WRITTEN EXERCISE -
Reproduce the lines below word for word, with no changes.

*** RAW RECORDS ***

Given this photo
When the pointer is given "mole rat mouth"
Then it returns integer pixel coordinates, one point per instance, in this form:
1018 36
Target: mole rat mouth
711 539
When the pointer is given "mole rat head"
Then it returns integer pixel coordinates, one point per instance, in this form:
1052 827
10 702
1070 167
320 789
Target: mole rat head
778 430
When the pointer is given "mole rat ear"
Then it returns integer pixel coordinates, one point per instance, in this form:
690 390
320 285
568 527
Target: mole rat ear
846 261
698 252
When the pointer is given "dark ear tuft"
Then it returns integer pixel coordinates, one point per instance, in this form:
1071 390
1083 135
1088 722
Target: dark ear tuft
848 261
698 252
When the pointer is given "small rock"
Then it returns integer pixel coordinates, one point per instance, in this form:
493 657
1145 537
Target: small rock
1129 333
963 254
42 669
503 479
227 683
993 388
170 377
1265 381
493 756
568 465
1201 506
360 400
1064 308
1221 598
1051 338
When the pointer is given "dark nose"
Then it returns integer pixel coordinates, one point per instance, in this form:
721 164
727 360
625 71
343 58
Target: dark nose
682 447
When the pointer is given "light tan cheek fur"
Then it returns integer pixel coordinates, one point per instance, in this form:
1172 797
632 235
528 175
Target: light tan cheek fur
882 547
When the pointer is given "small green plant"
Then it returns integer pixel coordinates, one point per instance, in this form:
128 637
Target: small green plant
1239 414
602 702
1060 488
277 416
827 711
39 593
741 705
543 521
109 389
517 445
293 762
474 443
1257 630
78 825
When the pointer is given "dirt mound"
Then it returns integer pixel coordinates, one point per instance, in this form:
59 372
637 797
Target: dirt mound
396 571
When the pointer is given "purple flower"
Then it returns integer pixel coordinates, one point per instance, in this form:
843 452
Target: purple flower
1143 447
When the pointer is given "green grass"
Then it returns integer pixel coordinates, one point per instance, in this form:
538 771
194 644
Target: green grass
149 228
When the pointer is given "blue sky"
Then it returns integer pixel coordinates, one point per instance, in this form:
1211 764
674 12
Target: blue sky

***

THE SOLUTION -
Given this photo
When the pointer is given "mole rat mouth"
Then it returns integer pixel coordinates, one point per instance, in this form:
1018 36
Target: mole rat mouth
711 539
When the pointer is given "mole rat head"
Then it returns integer pixel coordinates, one point per instance, in this form:
1052 827
10 702
1070 167
320 789
Target: mole rat head
778 430
When the pointer is given "mole rat ear"
Then it returns integer pixel coordinates, one point per instance, in this form:
690 390
320 285
568 527
Target: mole rat ear
846 261
698 252
When the pointer is given "dark ear tuft"
Then it returns integer pixel coordinates, one point per instance, in this form:
1071 390
1083 135
1088 722
Target: dark ear tuft
848 261
698 252
When the pointer is given "small rock"
Then it returns integer pixel coordinates, one point per instance, in this form:
493 657
1145 537
Target: small rock
1129 333
963 254
42 669
503 479
227 683
993 388
170 377
1265 381
493 756
568 465
1201 506
360 400
1064 308
1221 598
1051 338
When the pointer is given "dark nose"
Then it returns integer pixel coordinates, one point per instance, in this form:
721 164
727 360
625 71
343 58
Target: dark nose
682 447
When the pointer is given "light tan cheek fur"
Then it returns integer pixel coordinates, one point per instance, in this form:
1172 797
632 235
528 175
Target: light tan cheek fur
882 547
When the pointer is given "small green plant"
Then it returns integer pixel coordinates, one point per instance, in this form:
128 637
Target: small green plant
1239 414
602 702
1060 488
277 416
827 711
39 593
741 705
543 521
109 389
517 445
293 762
474 443
1257 630
78 825
When the pointer is given "dirt mound"
Then it returns integer pixel coordinates, one point per instance, in this form:
59 372
637 797
Target: dirt mound
396 571
When the pointer is given "purple flower"
Then it returns integer pixel coordinates, one point per instance, in this form:
843 452
Target: purple flower
1143 447
When the pointer is given "green grass"
Then it returns integer pixel coordinates, one point per instance, in this form:
538 771
194 644
Target: green grass
149 228
When the pointer is given "blue sky"
Then it returns integer pixel coordinates, one point per instance, in this form:
1211 764
674 12
Target: blue sky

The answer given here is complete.